**WORK INSTRUCTIONS**
Every entry below should be transcribed exactly; pictures stay out of the copy.

**DATA SECTION**
*** Block opens ***

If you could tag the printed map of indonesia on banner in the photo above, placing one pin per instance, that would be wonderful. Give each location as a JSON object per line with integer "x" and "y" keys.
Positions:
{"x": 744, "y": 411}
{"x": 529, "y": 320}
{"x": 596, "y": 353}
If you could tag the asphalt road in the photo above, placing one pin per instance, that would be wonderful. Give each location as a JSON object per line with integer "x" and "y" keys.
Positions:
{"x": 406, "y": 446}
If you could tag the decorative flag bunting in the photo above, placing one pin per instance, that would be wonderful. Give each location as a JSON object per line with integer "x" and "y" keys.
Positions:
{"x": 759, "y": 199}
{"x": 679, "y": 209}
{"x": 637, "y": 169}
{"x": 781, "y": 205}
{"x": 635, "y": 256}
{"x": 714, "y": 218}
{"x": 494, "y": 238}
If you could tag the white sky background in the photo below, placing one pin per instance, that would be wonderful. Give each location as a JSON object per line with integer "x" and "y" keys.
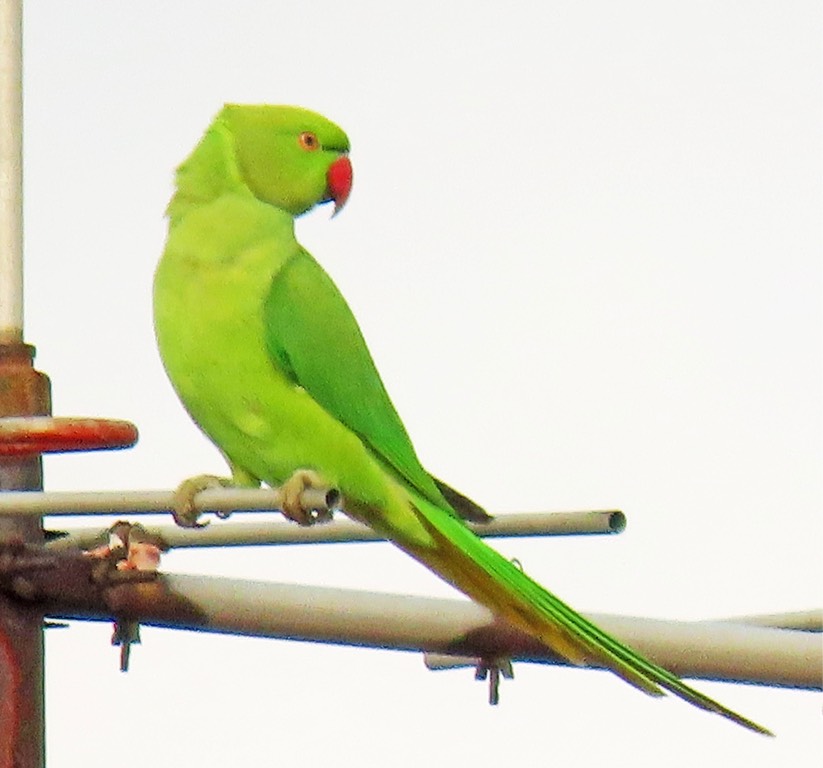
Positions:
{"x": 584, "y": 247}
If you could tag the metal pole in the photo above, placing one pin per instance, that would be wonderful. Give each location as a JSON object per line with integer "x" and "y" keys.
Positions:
{"x": 23, "y": 391}
{"x": 11, "y": 172}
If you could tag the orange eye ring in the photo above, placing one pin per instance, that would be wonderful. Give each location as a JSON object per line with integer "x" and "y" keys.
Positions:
{"x": 308, "y": 141}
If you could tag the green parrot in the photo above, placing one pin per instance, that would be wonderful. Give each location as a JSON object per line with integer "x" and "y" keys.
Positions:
{"x": 269, "y": 361}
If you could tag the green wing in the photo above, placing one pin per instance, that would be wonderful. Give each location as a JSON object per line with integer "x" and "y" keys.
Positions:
{"x": 313, "y": 337}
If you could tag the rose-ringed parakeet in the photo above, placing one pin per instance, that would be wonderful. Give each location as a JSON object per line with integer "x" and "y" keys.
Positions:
{"x": 269, "y": 361}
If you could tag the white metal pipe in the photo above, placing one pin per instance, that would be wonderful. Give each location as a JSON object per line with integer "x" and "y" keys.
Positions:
{"x": 256, "y": 533}
{"x": 11, "y": 172}
{"x": 343, "y": 530}
{"x": 713, "y": 650}
{"x": 806, "y": 621}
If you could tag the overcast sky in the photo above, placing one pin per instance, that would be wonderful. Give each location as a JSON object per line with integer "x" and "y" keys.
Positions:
{"x": 584, "y": 247}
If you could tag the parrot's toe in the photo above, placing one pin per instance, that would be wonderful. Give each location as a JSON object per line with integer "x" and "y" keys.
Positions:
{"x": 184, "y": 511}
{"x": 296, "y": 498}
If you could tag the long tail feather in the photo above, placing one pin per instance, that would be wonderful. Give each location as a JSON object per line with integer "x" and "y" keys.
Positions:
{"x": 486, "y": 576}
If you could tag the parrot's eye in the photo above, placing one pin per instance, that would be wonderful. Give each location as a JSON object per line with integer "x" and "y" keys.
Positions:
{"x": 308, "y": 141}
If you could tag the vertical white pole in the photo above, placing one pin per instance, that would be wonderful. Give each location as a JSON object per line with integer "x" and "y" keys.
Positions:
{"x": 11, "y": 171}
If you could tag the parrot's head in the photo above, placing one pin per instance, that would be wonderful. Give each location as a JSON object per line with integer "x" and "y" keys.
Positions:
{"x": 289, "y": 157}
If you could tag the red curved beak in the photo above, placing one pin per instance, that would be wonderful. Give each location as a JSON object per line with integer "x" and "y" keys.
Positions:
{"x": 338, "y": 180}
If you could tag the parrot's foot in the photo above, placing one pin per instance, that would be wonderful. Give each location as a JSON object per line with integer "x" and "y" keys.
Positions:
{"x": 184, "y": 511}
{"x": 306, "y": 499}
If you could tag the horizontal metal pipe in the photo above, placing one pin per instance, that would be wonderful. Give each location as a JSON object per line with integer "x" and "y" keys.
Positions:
{"x": 225, "y": 534}
{"x": 714, "y": 650}
{"x": 806, "y": 621}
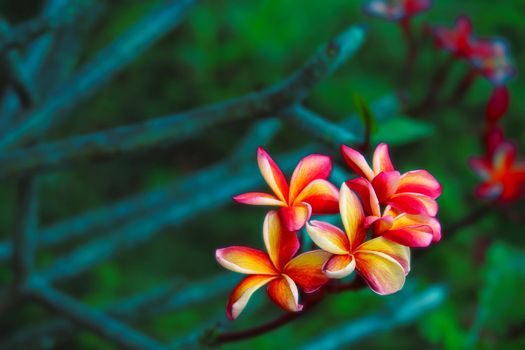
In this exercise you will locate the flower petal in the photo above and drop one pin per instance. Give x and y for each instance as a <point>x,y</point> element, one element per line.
<point>385,184</point>
<point>272,175</point>
<point>420,181</point>
<point>368,196</point>
<point>399,253</point>
<point>284,293</point>
<point>322,196</point>
<point>407,220</point>
<point>258,198</point>
<point>357,162</point>
<point>381,159</point>
<point>383,274</point>
<point>339,266</point>
<point>245,260</point>
<point>414,203</point>
<point>294,218</point>
<point>310,168</point>
<point>328,237</point>
<point>307,270</point>
<point>352,216</point>
<point>242,293</point>
<point>281,244</point>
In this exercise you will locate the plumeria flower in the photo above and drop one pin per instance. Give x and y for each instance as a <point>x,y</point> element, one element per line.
<point>503,176</point>
<point>382,263</point>
<point>458,40</point>
<point>308,193</point>
<point>413,192</point>
<point>395,10</point>
<point>278,269</point>
<point>402,228</point>
<point>493,60</point>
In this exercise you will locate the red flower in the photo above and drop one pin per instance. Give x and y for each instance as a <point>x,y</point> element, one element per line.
<point>309,191</point>
<point>278,268</point>
<point>395,10</point>
<point>414,192</point>
<point>503,176</point>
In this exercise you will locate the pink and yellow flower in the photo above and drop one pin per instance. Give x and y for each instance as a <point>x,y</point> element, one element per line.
<point>395,10</point>
<point>399,227</point>
<point>502,174</point>
<point>414,192</point>
<point>382,263</point>
<point>308,193</point>
<point>278,269</point>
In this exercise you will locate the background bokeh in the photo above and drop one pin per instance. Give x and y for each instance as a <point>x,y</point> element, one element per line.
<point>225,48</point>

*** Block closes ***

**EXPECTED ANSWER**
If you could tag the printed map of indonesia on banner in the photo above, placing one pin per instance, that would be wonderful. Give each location as a JSON object per line with integer "x" and "y" keys.
Positions:
{"x": 744, "y": 411}
{"x": 529, "y": 320}
{"x": 596, "y": 353}
If you could tag the asphalt road in the photo above, placing one pin per instance, that would be wonderful. Give each location as a JSON object per line with integer "x" and "y" keys.
Positions:
{"x": 406, "y": 446}
If you could tag the decorative flag bunting in the photo above, placing one pin per instance, that would be wonderful. Give each location as a JSON object per line with integer "x" and "y" keys.
Positions:
{"x": 759, "y": 199}
{"x": 679, "y": 209}
{"x": 637, "y": 169}
{"x": 781, "y": 205}
{"x": 635, "y": 256}
{"x": 714, "y": 218}
{"x": 494, "y": 238}
If you could tag the white sky background in the photo below, placing one pin per instance, that would be wonderful. Give each location as a JSON object per line with integer "x" and "y" keys.
Positions:
{"x": 584, "y": 247}
If you could tag the metal pole in the photo above, placing one pin per instance, that would be wonderful. Give each location as a JSON object per line with integer "x" and "y" keys.
Positions:
{"x": 23, "y": 391}
{"x": 11, "y": 172}
If you could tag the orange eye ring in the photo above, placing one pin per instance, that would be wonderful. Give each location as a JSON object per line with integer "x" and "y" keys.
Positions:
{"x": 308, "y": 141}
If you could tag the green parrot in the photo above, placing one pin per instance, that would be wonderful. Give each location as a JSON object per line with integer "x" and "y" keys.
Positions:
{"x": 269, "y": 361}
If you could tag the green wing in the photo above, placing one pin per instance, that would be wonderful. Give each location as a JSON object per line with integer "x" and "y" keys.
Positions:
{"x": 313, "y": 337}
If you could tag the rose-ringed parakeet in the photo above, placing one pin per instance, that would be wonderful. Give each location as a JSON object per line with integer "x" and "y" keys.
Positions:
{"x": 269, "y": 361}
If you could tag the white metal pipe in the photo above, placing one pin per instance, that would be wonderful. Give each location as a JSON object per line with integer "x" and "y" keys.
Positions:
{"x": 256, "y": 533}
{"x": 11, "y": 172}
{"x": 343, "y": 530}
{"x": 713, "y": 650}
{"x": 806, "y": 621}
If you could tag the overcast sky in the photo above, placing one pin per instance, that would be wonderful. Give each location as a JSON object per line with integer "x" and "y" keys.
Positions:
{"x": 584, "y": 247}
If you could tag the parrot's toe in the photo above, placing one pin per instance, that would be wonderful. Give each location as a JSON object per line with integer "x" and "y" keys.
Positions:
{"x": 184, "y": 511}
{"x": 296, "y": 498}
If you could tag the long tail feather in the photo above, placing one pin per instance, that would be wonderful. Give each location as a JSON object per line with integer "x" and "y" keys.
Positions:
{"x": 486, "y": 576}
If you could tag the parrot's eye in the photo above, placing one pin per instance, that would be wonderful. Give each location as a JSON object per line with integer "x" and "y" keys.
Positions:
{"x": 308, "y": 141}
If you could tag the vertical white pole in the photo above, placing one pin per instance, that would be wonderful. Give each location as a JSON object per line with integer "x" and "y" keys.
Positions:
{"x": 11, "y": 171}
If you could tag the parrot's head in the photo above, placing one pin per instance, that would be wonderful. Give each location as a JSON object per line with integer "x" and "y" keys.
Positions:
{"x": 289, "y": 157}
If you could tag the red curved beak in the photo above, placing one pin per instance, that would be wonderful. Give each location as a JSON object per line with integer "x" and "y" keys.
Positions:
{"x": 338, "y": 180}
If you could tag the parrot's foot in the photo above, placing one pin per instance, that would be wonderful. Give each location as a JSON object per line with integer "x" and "y" keys.
Positions:
{"x": 184, "y": 511}
{"x": 306, "y": 499}
If you could tag the horizontal metal pipe in the photo above, placing one pin per instance, that would be wonderful. Give each location as a JSON object per line with integer "x" and "y" keys.
Positions:
{"x": 225, "y": 534}
{"x": 714, "y": 650}
{"x": 806, "y": 621}
In this exercise you will locate the flower petal in the photo above and drop one pin per instance. Give x and y for each instance as a <point>x,y</point> element, one element per line.
<point>385,184</point>
<point>272,175</point>
<point>420,181</point>
<point>368,196</point>
<point>399,253</point>
<point>284,293</point>
<point>322,196</point>
<point>407,220</point>
<point>258,198</point>
<point>357,162</point>
<point>381,159</point>
<point>383,274</point>
<point>339,266</point>
<point>245,260</point>
<point>414,203</point>
<point>294,218</point>
<point>310,168</point>
<point>328,237</point>
<point>307,270</point>
<point>352,216</point>
<point>242,293</point>
<point>281,244</point>
In this exercise you will locate the plumeria flower in the photo above and drop one pin per instance. Give x and y for each instance as a <point>x,y</point> element, one element per line.
<point>503,176</point>
<point>382,263</point>
<point>458,40</point>
<point>308,193</point>
<point>413,192</point>
<point>395,10</point>
<point>278,269</point>
<point>402,228</point>
<point>493,60</point>
In this exercise you will locate the red flower in the photo above and drop one pin per instance. Give x and y for each instance as a <point>x,y</point> element, one element per line.
<point>309,191</point>
<point>278,268</point>
<point>395,10</point>
<point>414,192</point>
<point>503,176</point>
In this exercise you will locate the pink and yellow flower in the photo above and drop one pin per instance. Give x and y for each instance as a <point>x,y</point> element, one element per line.
<point>395,10</point>
<point>399,227</point>
<point>502,174</point>
<point>414,192</point>
<point>382,263</point>
<point>308,193</point>
<point>278,269</point>
In this exercise you will locate the background bokeh in the photo above and drop one pin per instance. Give x and y for each instance as a <point>x,y</point> element, one element per line.
<point>225,48</point>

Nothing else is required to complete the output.